# Objective 1:
Answer these from the pie crust recipe:
(a) How long can half of the dough be kept in the freezer?
(b) How much cold vodka does the ingredient list call for?
(c) For how long should the wrapped disks of dough be refrigerated before rolling out?

PREP TIME: 15 MINUTES • CHILL TIME: 1 HOUR, IDEALLY OVERNIGHT • TOTAL TIME: 1 HOUR 15 MINUTES • MAKES: ONE 9-INCH DOUBLE CRUST, FOUR 5-INCH DOUBLE CRUSTS, OR EIGHT 5-INCH SINGLE CRUSTS

Whole wheat crust is my go-to for nearly every pie I bake. Whole wheat flour is slightly more challenging to work with because of its low gluten content, but adding vodka to the mix makes for a wonderful, workable dough. I keep my (cheap) vodka in the freezer and the chill of it serves to cool down the rest of my ingredients as I mix the dough together. If you have made pie crust before, you might wonder about the amount of liquid I call for here; I have found that whole wheat flour requires a little more liquid to come together into a ball of dough.

This recipe makes enough dough for a nine-inch top and a bottom crust. If you need only a bottom crust, you can freeze half of this recipe for up to 3 months and save it for later.

Ingredients:

  • 1½ cups all-purpose flour
  • 1 cup white whole wheat or whole wheat flour
  • 2 teaspoons salt
  • 2 tablespoons granulated sugar
  • 3/4 cup (1 1/2 sticks) cold unsalted butter, cut into small pieces
  • 1/2 cup (4 tablespoons) cold vegetable shortening
  • 1/4 cup (4 tablespoons) cold vodka
  • 1/2 cup (8 tablespoons) cold water, plus extra as needed

Directions:

  1. In a large bowl, stir together the flour, salt, and sugar until everything is thoroughly combined. Add the butter and shortening and cut the mixture together using a pastry cutter until it forms small pea-size crumbs coated in flour.
  2. Pour the vodka evenly over the dry ingredients, a few tablespoons at a time, using a rubber spatula to press the dough together. Similarly, add the water, and continue to press the dough together to form a large ball. The dough should be fairly wet and sticky; if for some reason it seems particularly dry, add a little extra ice water a tablespoon at a time until everything comes together easily. (Be careful to work the dough as little as possible; otherwise the crust may be tough.)
  3. Divide the dough into two equal balls, press each into a disk, wrap each in plastic, and refrigerate for at least an hour or up to 2 days before rolling out.

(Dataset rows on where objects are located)

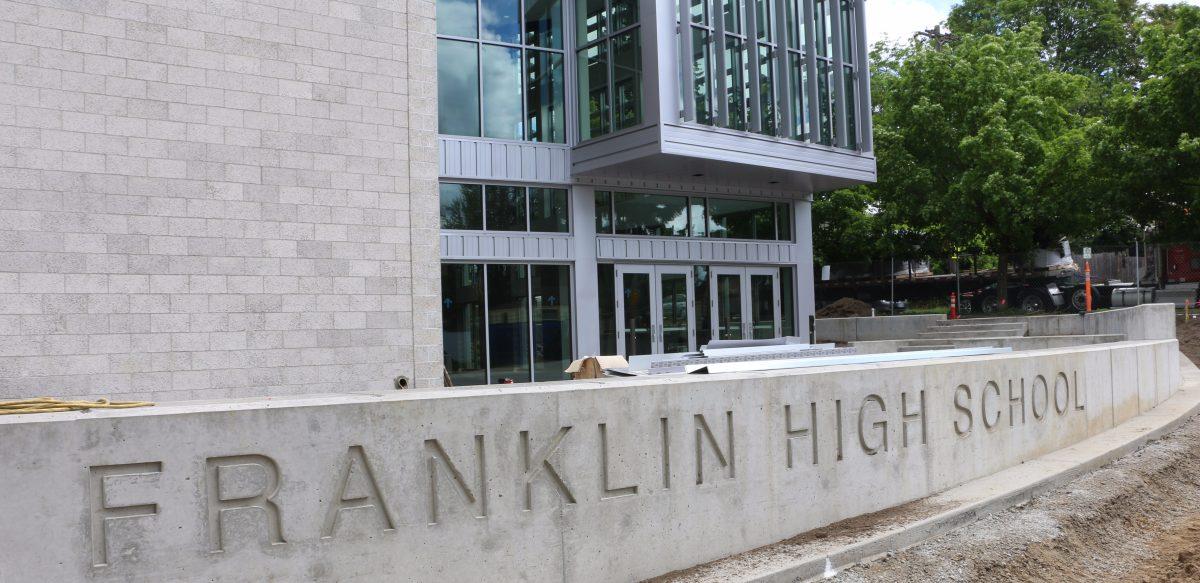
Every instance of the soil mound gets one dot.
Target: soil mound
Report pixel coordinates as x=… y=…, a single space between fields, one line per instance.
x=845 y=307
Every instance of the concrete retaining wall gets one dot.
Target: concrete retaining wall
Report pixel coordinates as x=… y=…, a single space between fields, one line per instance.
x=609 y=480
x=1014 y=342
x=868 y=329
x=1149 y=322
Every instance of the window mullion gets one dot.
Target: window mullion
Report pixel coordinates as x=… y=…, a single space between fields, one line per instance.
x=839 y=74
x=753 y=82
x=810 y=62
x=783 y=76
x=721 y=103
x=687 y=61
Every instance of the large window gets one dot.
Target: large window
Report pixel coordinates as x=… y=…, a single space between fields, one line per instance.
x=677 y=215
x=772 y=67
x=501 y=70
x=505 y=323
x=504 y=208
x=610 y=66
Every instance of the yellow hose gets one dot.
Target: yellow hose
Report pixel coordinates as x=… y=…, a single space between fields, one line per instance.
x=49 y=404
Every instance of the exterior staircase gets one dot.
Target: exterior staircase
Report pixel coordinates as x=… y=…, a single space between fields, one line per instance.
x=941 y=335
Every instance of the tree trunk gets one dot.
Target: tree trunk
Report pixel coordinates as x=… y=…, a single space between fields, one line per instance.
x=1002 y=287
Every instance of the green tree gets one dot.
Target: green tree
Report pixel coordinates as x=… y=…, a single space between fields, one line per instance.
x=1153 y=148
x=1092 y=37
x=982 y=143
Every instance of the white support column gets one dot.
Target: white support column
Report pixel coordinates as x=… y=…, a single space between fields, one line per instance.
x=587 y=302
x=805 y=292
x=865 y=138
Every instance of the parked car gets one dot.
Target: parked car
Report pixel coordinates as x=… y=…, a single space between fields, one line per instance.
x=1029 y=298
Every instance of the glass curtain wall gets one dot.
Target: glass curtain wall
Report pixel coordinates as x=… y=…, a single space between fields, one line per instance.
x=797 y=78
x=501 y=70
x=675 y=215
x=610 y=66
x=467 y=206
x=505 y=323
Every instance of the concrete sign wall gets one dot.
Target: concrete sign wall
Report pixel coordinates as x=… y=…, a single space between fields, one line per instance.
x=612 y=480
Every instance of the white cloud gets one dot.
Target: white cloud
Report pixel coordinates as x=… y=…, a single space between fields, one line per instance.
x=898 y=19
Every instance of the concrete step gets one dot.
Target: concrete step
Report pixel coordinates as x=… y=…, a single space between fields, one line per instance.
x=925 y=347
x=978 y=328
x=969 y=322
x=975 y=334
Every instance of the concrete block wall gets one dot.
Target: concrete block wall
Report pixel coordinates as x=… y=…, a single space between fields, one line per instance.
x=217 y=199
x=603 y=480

==

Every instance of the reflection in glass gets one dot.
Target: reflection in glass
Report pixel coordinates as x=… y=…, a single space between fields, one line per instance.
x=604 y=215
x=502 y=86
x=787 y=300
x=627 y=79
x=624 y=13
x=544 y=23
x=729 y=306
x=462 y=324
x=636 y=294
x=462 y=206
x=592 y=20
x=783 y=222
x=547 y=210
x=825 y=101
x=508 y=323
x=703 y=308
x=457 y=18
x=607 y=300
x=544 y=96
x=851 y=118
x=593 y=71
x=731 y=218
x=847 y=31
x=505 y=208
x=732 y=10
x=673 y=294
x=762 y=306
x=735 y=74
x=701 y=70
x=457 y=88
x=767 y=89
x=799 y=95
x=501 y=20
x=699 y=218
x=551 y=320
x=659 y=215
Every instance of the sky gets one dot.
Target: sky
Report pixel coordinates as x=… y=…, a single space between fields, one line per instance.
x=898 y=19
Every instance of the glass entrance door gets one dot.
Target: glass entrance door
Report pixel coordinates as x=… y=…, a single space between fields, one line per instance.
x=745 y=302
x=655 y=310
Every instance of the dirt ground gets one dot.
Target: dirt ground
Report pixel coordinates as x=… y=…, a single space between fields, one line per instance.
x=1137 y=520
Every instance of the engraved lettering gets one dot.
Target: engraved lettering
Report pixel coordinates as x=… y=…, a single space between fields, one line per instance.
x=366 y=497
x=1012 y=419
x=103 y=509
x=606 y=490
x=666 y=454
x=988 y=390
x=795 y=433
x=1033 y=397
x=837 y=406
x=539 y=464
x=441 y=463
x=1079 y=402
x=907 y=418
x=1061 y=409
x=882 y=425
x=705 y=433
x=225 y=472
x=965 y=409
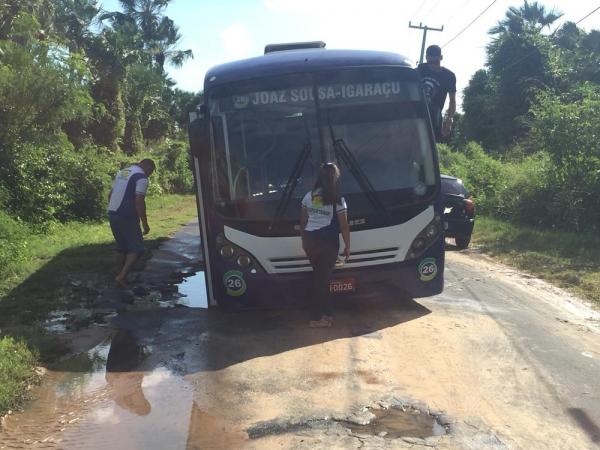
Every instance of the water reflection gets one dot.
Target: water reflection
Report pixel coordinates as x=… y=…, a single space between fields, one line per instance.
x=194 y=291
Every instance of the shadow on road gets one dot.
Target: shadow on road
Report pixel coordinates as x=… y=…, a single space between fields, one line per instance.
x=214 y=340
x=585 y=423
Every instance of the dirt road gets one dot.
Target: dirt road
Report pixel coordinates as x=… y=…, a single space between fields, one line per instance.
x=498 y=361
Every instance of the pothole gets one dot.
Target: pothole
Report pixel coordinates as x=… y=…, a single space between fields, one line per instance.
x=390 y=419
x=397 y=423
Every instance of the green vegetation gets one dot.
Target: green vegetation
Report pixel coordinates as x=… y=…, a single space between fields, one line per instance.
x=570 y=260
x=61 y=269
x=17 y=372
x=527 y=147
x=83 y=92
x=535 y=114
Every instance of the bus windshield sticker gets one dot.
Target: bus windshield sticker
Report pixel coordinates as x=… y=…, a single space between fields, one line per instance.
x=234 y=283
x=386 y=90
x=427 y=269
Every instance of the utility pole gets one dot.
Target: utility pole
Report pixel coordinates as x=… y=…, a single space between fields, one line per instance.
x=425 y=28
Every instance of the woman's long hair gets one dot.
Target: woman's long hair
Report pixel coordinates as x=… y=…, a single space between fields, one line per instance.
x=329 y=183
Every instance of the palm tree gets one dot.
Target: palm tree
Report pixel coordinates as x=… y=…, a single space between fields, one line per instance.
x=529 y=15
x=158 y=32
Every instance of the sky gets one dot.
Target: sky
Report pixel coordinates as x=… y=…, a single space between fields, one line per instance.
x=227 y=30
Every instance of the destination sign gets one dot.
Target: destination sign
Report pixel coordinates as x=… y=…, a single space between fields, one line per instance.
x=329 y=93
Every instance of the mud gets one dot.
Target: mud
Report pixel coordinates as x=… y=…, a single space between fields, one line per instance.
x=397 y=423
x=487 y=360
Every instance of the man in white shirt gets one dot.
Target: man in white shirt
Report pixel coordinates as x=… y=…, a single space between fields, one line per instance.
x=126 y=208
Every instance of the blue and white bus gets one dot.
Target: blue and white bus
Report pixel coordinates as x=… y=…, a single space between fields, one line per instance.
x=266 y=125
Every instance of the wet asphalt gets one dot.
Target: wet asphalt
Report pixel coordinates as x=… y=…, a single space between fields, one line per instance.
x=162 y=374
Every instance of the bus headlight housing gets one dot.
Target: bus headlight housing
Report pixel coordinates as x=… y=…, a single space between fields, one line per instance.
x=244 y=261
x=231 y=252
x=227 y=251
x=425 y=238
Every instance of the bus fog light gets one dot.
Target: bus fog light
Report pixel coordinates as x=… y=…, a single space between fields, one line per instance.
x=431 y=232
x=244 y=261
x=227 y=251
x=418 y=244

--

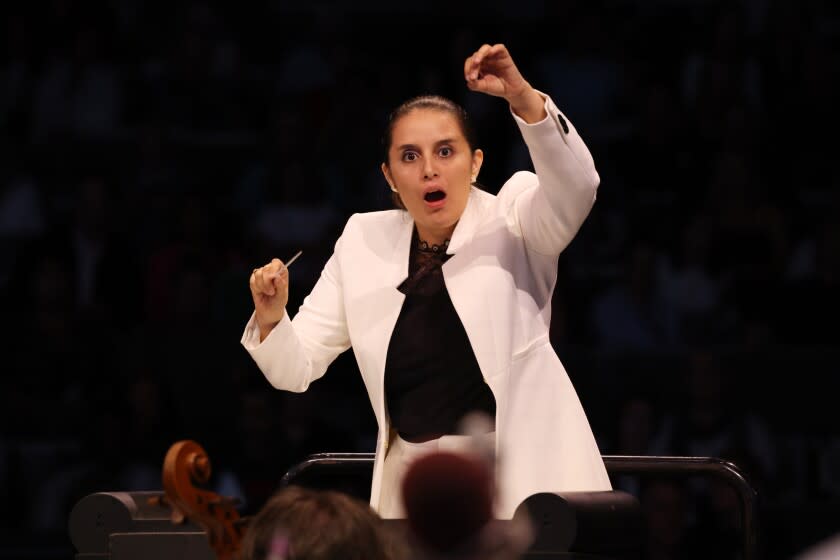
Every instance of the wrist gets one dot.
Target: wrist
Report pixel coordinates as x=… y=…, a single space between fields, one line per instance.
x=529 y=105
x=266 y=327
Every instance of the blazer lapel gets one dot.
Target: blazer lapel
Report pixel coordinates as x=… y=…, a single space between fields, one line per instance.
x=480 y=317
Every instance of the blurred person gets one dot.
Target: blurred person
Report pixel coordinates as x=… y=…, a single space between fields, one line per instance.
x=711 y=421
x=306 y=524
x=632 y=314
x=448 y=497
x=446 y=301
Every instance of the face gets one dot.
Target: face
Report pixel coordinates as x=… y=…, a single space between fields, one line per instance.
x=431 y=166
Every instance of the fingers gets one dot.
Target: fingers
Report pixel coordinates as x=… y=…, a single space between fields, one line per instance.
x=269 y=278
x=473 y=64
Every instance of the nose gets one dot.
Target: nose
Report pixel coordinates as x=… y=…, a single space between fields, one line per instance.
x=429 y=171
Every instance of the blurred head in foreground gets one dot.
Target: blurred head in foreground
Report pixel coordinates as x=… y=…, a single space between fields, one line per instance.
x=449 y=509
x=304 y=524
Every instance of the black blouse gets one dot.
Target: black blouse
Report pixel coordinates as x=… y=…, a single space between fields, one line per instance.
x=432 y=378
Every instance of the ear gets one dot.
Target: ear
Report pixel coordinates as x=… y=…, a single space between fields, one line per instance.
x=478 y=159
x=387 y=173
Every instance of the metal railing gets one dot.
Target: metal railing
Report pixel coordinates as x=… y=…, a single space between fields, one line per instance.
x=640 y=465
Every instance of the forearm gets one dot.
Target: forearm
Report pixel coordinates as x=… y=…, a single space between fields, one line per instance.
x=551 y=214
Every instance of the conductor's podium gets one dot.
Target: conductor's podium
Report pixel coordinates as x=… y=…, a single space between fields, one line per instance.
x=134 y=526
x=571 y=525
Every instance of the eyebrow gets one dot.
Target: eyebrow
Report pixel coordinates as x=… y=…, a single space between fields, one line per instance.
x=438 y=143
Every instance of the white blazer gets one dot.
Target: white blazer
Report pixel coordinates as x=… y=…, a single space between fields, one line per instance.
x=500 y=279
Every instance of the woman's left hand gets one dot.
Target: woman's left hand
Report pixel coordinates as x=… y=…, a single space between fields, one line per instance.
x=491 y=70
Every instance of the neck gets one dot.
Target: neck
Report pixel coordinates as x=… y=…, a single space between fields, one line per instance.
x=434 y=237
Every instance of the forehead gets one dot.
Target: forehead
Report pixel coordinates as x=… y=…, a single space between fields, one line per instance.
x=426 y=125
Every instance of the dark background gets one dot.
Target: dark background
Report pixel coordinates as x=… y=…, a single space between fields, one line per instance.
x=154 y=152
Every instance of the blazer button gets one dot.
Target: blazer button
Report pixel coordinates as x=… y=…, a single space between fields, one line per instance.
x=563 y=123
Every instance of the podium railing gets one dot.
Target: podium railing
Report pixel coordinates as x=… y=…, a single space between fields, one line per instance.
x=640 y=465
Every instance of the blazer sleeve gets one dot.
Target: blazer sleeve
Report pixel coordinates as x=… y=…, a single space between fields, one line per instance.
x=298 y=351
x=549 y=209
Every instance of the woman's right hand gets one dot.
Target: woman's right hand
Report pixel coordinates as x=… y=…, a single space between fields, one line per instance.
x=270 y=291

# Objective 2:
Please recast the part of the records that opens with the line containing "Every instance of the soil" and closes with the line containing "x=1002 y=287", both included, as a numbered list of only those lines, with blank lines left out.

# Correct response 1:
(a) Up to 3 months.
(b) 1/4 cup (4 tablespoons).
(c) At least an hour or up to 2 days.

# Correct response 2:
1. Every instance of the soil mound gets one dot.
2. Target: soil mound
3. Report pixel coordinates as x=… y=…, a single space between fields, one line per instance.
4. x=845 y=307
5. Every instance of the concrete retaining wall gets one dot.
6. Target: concrete retaining wall
7. Report pixel coordinates as x=… y=…, a single space between fields, one line per instance.
8. x=609 y=480
9. x=1014 y=342
10. x=868 y=329
11. x=1149 y=322
12. Every instance of the window mullion gets one dot.
13. Target: window mullion
14. Report pixel coordinates as x=… y=…, a single space between fields, one line per instance.
15. x=839 y=74
16. x=753 y=82
17. x=810 y=62
18. x=783 y=76
19. x=721 y=103
20. x=687 y=61
21. Every instance of the large window gets one dot.
22. Target: large window
23. Report pixel coordinates as x=… y=…, a single space between fields, one line per instance.
24. x=677 y=215
25. x=772 y=67
26. x=501 y=70
27. x=505 y=323
28. x=504 y=208
29. x=610 y=66
30. Every instance of the yellow hose gets one dot.
31. Target: yellow hose
32. Report pixel coordinates as x=… y=…, a single space between fields, one line per instance.
33. x=49 y=404
34. Every instance of the exterior staircase gets one dot.
35. Target: exterior staircase
36. Report pixel coordinates as x=… y=…, a single space between fields, one line per instance.
37. x=941 y=335
38. Every instance of the tree trunk gets one dot.
39. Target: tree trunk
40. Report pixel coordinates as x=… y=…, a single space between fields, one line per instance.
41. x=1002 y=287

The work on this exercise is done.